(Source data)

== Segment start ==

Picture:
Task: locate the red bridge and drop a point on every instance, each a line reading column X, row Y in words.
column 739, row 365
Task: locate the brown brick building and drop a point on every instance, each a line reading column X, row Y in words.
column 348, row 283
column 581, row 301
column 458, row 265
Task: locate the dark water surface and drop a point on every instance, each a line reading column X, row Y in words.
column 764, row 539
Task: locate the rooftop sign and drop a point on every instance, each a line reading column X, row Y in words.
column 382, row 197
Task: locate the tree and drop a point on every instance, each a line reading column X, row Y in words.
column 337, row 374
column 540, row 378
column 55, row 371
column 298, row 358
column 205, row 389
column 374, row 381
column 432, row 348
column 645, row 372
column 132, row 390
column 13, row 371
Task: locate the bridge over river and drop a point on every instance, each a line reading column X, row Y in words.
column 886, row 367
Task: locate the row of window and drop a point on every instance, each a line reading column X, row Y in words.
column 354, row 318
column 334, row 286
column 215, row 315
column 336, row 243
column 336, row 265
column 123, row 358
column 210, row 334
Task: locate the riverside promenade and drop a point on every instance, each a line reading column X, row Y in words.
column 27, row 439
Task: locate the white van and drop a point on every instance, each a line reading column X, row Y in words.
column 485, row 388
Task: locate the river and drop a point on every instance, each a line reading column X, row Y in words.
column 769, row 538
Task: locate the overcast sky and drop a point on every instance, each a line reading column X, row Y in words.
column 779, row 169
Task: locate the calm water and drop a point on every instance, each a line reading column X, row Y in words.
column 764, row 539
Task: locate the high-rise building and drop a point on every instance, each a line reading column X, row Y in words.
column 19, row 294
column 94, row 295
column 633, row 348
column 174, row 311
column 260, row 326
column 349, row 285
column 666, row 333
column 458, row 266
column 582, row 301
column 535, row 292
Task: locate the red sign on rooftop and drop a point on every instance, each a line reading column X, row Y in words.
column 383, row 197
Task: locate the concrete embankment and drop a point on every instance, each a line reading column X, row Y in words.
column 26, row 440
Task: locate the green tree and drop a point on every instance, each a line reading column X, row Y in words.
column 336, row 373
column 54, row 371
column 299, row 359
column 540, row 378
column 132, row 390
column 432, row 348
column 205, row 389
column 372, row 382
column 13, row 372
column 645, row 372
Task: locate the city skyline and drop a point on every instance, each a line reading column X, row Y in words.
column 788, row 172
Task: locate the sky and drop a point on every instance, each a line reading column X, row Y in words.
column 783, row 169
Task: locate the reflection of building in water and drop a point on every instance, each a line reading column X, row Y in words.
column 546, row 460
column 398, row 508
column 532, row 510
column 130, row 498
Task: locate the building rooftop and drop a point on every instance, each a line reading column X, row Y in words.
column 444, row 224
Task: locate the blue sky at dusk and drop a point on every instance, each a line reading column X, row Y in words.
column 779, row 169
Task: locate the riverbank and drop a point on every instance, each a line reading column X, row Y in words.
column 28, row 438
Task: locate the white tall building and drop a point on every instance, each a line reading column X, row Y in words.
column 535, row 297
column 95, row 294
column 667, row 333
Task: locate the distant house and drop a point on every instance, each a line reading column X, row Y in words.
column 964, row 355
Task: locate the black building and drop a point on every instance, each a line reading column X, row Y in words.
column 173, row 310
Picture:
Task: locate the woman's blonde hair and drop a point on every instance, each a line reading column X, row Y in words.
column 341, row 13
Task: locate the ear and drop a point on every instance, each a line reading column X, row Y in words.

== Segment end ==

Task item » What is needed is an exact copy of all the records.

Output of the exercise »
Picture:
Task: locate the red bridge and drop a point on every instance, each a line reading column X, row Y in words.
column 739, row 365
Task: locate the brown brick building and drop a point on every instance, each a line reading column X, row Y in words.
column 348, row 283
column 581, row 301
column 458, row 265
Task: locate the dark water surface and drop a point on every instance, each a line reading column X, row Y in words.
column 764, row 539
Task: locate the rooftop sign and drop a point on every instance, each a line reading column X, row Y in words.
column 382, row 197
Task: locate the tree and drop a point on every instance, each a line reading column X, row Y in words.
column 337, row 374
column 540, row 378
column 55, row 371
column 298, row 358
column 205, row 389
column 374, row 381
column 432, row 348
column 645, row 372
column 132, row 390
column 13, row 371
Task: locate the bridge over river and drop a point on every instance, each a line reading column X, row Y in words.
column 886, row 367
Task: locate the row of window and drop a point on every instance, each a line reading column X, row Y in words.
column 354, row 318
column 334, row 286
column 215, row 315
column 336, row 243
column 336, row 265
column 123, row 358
column 210, row 334
Task: locate the riverside promenade and drop a point on every instance, each a line reading column X, row Y in words.
column 27, row 439
Task: locate the white van and drop a point on every instance, each a line reading column X, row Y in words.
column 485, row 388
Task: locate the river and drop a point on every instance, each a line reading column X, row Y in words.
column 769, row 538
Task: locate the overcast sky and drop a point on every instance, each a line reading column X, row Y in words.
column 779, row 169
Task: locate the calm water and drop a point on every instance, each a line reading column X, row Y in words.
column 764, row 539
Task: locate the high-rise building and drop a point on every instance, each a line reading column X, row Y in words.
column 19, row 294
column 94, row 295
column 633, row 348
column 174, row 311
column 260, row 326
column 349, row 285
column 666, row 333
column 458, row 266
column 582, row 301
column 535, row 292
Task: locate the red sign on rooftop and drop a point on every instance, each a line reading column X, row Y in words.
column 383, row 197
Task: locate the concrete embankment and drop a point on every instance, each a line reading column X, row Y in words.
column 26, row 440
Task: locate the green tree and drop a point on every instance, each a line reading column X, row Y in words.
column 336, row 373
column 54, row 371
column 299, row 359
column 540, row 378
column 132, row 390
column 432, row 348
column 205, row 389
column 372, row 382
column 13, row 372
column 645, row 372
Task: locate the city skyline and drop a point on every instance, each a line reading column X, row Y in words.
column 788, row 172
Task: locate the sky and drop a point on every instance, each a line reading column X, row Y in words.
column 783, row 169
Task: locate the reflection of building in water and drop a point on every instance, each a line reading column X, row Y in words.
column 546, row 460
column 398, row 508
column 532, row 510
column 130, row 498
Task: locate the building rooftop and drop a point on every instance, each a line reading column X, row Y in words.
column 444, row 224
Task: locate the blue sky at dusk and drop a point on every instance, each a line reading column X, row Y in words.
column 779, row 169
Task: locate the riverbank and drop a point on every instance, each a line reading column X, row Y in words.
column 28, row 438
Task: locate the white tall building and drop a point on every instance, each a line reading column X, row Y in words.
column 535, row 297
column 95, row 294
column 667, row 333
Task: locate the distant house and drop a point on every instance, each a line reading column X, row Y in words.
column 964, row 355
Task: locate the black building and drop a point on every instance, each a line reading column X, row Y in words.
column 173, row 310
Picture:
Task: locate the woman's blonde hair and drop a point on every instance, each a line reading column X, row Y in words.
column 341, row 13
Task: locate the ear and drop a point on every instance, each a line reading column X, row Y in words.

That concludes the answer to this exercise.